### [TEXT EXTRACT]
┄┄┄┄┄┄
3. Settings

3.1. The cfg-file

The main model settings need to be specified in a configuration file (cfg-file). This file looks like this.

[general]
input_dir=./path/to/input_data
output_dir=./path/to/store/output
# 1: all data. 2: leave-one-out model. 3: single variable model. 4: dubbelsteenmodel
# Note that only 1 supports sensitivity_analysis
model=1
verbose=True

[settings]
# start year
y_start=2000
# end year
y_end=2012

[PROJ_files]
# cfg-files
proj_nr_1=./path/to/projection/settings_proj.cfg

[pre_calc]
# if nothing is specified, the XY array will be stored in output_dir
# if XY already pre-calculated, then provide path to npy-file
XY=

[extent]
shp=folder/with/polygons.shp

[conflict]
# either specify path to file or state 'download' to download latest PRIO/UCDP dataset
conflict_file=folder/with/conflict_data.csv
min_nr_casualties=1
# 1=state-based armed conflict. 2=non-state conflict. 3=one-sided violence
type_of_violence=1,2,3

[climate]
shp=folder/with/climate_zones.shp
# define either one or more classes (use abbreviations!) or specify nothing for not filtering
zones=
code2class=folder/with/classification_codes.txt

[data]
# specify the path to the nc-file, whether the variable shall be log-transformed (True, False), and which statistical function should be applied
# these three settings need to be separated by a comma
# NOTE: variable name here needs to be identical with variable name in nc-file
# NOTE: only statistical functions supported by rasterstats are valid
precipitation=folder/with/precipitation_data.nc,False,mean
temperature=folder/with/temperature_data.nc,False,mean
population=folder/with/population_data.nc,True,sum

[machine_learning]
# choose from: MinMaxScaler, StandardScaler, RobustScaler, QuantileTransformer
scaler=QuantileTransformer
# choose from: NuSVC, KNeighborsClassifier, RFClassifier
model=RFClassifier
train_fraction=0.7
# number of repetitions
n_runs=10

Note

All paths for input_dir, output_dir, and in [PROJ_files] are relative to the location of the cfg-file.

Important

Empty spaces should be avoided in the cfg-file, besides for those lines commented out with ‘#’.
┄┄┄┄┄┄
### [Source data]
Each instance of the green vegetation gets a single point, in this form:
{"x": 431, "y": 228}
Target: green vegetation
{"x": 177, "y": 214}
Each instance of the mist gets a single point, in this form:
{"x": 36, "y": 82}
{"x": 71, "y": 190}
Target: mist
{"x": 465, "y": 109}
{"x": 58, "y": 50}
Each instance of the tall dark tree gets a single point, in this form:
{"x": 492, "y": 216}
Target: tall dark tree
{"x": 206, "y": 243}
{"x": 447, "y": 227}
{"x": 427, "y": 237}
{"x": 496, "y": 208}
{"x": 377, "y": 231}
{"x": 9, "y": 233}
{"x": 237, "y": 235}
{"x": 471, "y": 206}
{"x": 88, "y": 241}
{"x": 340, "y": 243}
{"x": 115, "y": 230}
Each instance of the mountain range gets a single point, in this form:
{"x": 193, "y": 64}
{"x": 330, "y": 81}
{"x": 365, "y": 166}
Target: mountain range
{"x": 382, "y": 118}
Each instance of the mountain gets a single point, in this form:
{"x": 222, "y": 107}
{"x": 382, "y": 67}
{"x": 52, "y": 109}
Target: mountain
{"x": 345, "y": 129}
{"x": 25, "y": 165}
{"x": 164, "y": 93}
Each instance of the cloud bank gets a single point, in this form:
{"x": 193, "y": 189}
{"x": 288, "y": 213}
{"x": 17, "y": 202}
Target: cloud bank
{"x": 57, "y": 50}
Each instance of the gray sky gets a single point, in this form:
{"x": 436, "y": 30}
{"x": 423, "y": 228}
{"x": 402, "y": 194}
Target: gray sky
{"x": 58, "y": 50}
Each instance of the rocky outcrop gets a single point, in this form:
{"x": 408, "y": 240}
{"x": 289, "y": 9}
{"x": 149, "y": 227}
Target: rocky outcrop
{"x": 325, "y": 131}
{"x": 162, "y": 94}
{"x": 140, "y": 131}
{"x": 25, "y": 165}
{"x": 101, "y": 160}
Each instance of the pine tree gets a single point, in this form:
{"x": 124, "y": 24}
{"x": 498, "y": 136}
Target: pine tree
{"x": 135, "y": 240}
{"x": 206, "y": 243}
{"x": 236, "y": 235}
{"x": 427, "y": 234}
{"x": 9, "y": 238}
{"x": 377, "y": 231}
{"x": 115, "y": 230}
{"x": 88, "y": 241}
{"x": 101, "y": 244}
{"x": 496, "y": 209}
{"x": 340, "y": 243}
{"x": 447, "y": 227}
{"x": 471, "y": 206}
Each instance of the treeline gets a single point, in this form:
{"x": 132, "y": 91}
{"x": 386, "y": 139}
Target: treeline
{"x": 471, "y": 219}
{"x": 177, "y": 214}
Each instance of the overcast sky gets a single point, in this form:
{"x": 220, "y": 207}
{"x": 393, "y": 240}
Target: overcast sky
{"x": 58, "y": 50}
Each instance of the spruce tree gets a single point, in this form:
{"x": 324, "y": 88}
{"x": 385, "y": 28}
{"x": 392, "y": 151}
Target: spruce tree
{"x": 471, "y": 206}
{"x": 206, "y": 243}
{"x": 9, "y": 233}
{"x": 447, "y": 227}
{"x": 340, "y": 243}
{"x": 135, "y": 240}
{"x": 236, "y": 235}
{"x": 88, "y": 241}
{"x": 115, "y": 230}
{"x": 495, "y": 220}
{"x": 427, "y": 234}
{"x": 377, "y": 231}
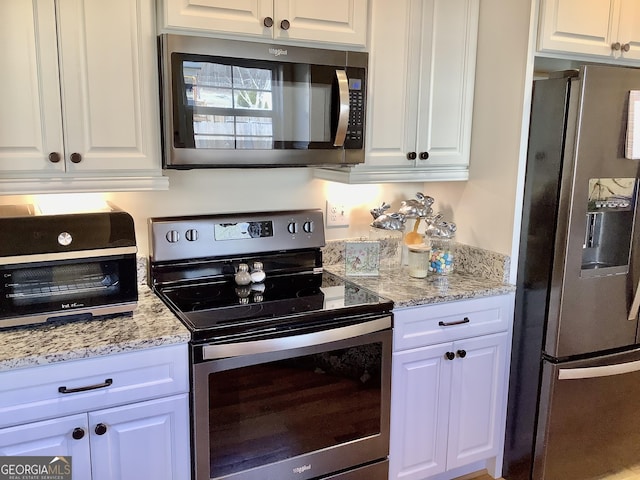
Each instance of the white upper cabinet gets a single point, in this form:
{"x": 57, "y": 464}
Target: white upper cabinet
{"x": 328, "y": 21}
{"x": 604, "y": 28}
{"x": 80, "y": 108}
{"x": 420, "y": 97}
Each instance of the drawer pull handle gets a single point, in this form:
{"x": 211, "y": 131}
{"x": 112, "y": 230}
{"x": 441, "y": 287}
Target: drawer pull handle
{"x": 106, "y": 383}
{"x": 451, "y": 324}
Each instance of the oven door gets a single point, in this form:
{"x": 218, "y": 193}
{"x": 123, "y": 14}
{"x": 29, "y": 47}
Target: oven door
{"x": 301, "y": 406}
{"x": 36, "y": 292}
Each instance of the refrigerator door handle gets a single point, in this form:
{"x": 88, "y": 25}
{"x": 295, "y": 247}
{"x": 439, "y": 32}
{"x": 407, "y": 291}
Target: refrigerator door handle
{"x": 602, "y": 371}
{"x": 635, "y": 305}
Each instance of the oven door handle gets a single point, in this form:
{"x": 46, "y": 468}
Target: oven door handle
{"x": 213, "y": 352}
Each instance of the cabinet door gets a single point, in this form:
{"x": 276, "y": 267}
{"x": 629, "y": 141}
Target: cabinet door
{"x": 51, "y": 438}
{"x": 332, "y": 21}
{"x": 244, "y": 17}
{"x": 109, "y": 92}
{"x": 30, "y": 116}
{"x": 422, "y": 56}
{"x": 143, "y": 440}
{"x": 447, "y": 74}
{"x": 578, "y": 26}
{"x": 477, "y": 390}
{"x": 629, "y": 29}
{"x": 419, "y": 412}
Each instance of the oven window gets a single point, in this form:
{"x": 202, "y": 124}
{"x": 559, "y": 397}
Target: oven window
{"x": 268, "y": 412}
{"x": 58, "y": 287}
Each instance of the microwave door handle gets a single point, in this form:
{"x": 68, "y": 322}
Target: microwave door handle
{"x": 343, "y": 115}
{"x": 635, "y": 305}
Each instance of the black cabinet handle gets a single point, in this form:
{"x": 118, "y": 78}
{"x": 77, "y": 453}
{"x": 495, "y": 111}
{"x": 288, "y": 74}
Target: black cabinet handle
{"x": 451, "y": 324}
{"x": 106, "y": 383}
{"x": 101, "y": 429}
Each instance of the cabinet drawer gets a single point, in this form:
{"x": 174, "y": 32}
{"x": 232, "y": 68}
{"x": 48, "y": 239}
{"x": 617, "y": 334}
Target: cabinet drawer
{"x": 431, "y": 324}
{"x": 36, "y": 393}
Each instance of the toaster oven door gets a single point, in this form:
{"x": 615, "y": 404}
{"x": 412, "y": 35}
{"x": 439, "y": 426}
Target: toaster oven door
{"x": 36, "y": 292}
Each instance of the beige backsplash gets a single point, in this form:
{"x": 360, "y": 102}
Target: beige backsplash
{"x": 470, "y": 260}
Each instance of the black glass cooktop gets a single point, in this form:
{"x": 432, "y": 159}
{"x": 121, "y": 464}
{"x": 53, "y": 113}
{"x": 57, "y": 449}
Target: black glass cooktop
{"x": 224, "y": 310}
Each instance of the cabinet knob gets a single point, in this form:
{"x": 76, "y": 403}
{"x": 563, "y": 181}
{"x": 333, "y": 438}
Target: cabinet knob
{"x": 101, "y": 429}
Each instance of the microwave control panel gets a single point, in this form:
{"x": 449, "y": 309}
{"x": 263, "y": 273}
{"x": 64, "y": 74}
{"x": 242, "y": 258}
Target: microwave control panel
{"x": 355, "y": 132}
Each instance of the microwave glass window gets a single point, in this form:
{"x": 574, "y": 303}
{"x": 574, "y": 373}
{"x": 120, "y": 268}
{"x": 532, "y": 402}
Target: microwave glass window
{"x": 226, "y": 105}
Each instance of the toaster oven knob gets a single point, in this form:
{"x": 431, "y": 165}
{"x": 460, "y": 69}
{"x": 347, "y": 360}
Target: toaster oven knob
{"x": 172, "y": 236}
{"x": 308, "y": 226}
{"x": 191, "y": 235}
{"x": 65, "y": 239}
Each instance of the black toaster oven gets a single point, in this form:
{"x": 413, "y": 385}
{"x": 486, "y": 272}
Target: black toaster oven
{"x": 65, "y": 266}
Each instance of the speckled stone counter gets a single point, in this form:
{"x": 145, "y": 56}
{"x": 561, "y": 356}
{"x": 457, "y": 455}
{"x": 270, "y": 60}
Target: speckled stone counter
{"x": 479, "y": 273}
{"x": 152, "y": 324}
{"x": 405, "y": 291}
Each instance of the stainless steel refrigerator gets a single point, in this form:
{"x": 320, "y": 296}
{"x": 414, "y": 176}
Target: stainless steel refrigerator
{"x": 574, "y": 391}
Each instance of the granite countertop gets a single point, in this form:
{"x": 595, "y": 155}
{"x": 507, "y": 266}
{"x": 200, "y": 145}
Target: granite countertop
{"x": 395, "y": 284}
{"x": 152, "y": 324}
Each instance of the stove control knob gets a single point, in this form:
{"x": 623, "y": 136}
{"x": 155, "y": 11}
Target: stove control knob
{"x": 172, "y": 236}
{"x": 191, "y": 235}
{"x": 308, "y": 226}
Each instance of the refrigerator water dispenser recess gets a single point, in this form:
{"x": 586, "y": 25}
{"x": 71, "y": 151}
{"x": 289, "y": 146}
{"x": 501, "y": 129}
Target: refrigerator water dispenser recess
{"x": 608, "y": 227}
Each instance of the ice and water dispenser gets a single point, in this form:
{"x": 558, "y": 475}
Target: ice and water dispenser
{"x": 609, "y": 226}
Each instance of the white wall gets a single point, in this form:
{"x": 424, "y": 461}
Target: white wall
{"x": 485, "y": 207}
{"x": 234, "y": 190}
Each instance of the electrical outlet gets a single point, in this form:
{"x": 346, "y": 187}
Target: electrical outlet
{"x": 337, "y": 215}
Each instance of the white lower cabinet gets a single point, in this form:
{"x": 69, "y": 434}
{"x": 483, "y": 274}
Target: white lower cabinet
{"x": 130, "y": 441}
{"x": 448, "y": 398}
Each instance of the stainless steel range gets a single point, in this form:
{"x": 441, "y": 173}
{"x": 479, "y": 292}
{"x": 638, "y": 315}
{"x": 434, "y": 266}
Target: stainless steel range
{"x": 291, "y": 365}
┄┄┄┄┄┄
### [SET PROBLEM 1]
Reproduce the configuration file settings text in full, character for character.
### [SET PROBLEM 2]
Gather every line of the listing that includes the string "dispenser".

### [COMPLETE RESPONSE 1]
3. Settings

3.1. The cfg-file

The main model settings need to be specified in a configuration file (cfg-file). This file looks like this.

[general]
input_dir=./path/to/input_data
output_dir=./path/to/store/output
# 1: all data. 2: leave-one-out model. 3: single variable model. 4: dubbelsteenmodel
# Note that only 1 supports sensitivity_analysis
model=1
verbose=True

[settings]
# start year
y_start=2000
# end year
y_end=2012

[PROJ_files]
# cfg-files
proj_nr_1=./path/to/projection/settings_proj.cfg

[pre_calc]
# if nothing is specified, the XY array will be stored in output_dir
# if XY already pre-calculated, then provide path to npy-file
XY=

[extent]
shp=folder/with/polygons.shp

[conflict]
# either specify path to file or state 'download' to download latest PRIO/UCDP dataset
conflict_file=folder/with/conflict_data.csv
min_nr_casualties=1
# 1=state-based armed conflict. 2=non-state conflict. 3=one-sided violence
type_of_violence=1,2,3

[climate]
shp=folder/with/climate_zones.shp
# define either one or more classes (use abbreviations!) or specify nothing for not filtering
zones=
code2class=folder/with/classification_codes.txt

[data]
# specify the path to the nc-file, whether the variable shall be log-transformed (True, False), and which statistical function should be applied
# these three settings need to be separated by a comma
# NOTE: variable name here needs to be identical with variable name in nc-file
# NOTE: only statistical functions supported by rasterstats are valid
precipitation=folder/with/precipitation_data.nc,False,mean
temperature=folder/with/temperature_data.nc,False,mean
population=folder/with/population_data.nc,True,sum

[machine_learning]
# choose from: MinMaxScaler, StandardScaler, RobustScaler, QuantileTransformer
scaler=QuantileTransformer
# choose from: NuSVC, KNeighborsClassifier, RFClassifier
model=RFClassifier
train_fraction=0.7
# number of repetitions
n_runs=10

Note

All paths for input_dir, output_dir, and in [PROJ_files] are relative to the location of the cfg-file.

Important

Empty spaces should be avoided in the cfg-file, besides for those lines commented out with ‘#’.

### [COMPLETE RESPONSE 2]
Each instance of the refrigerator water dispenser recess gets a single point, in this form:
Target: refrigerator water dispenser recess
Each instance of the ice and water dispenser gets a single point, in this form:
Target: ice and water dispenser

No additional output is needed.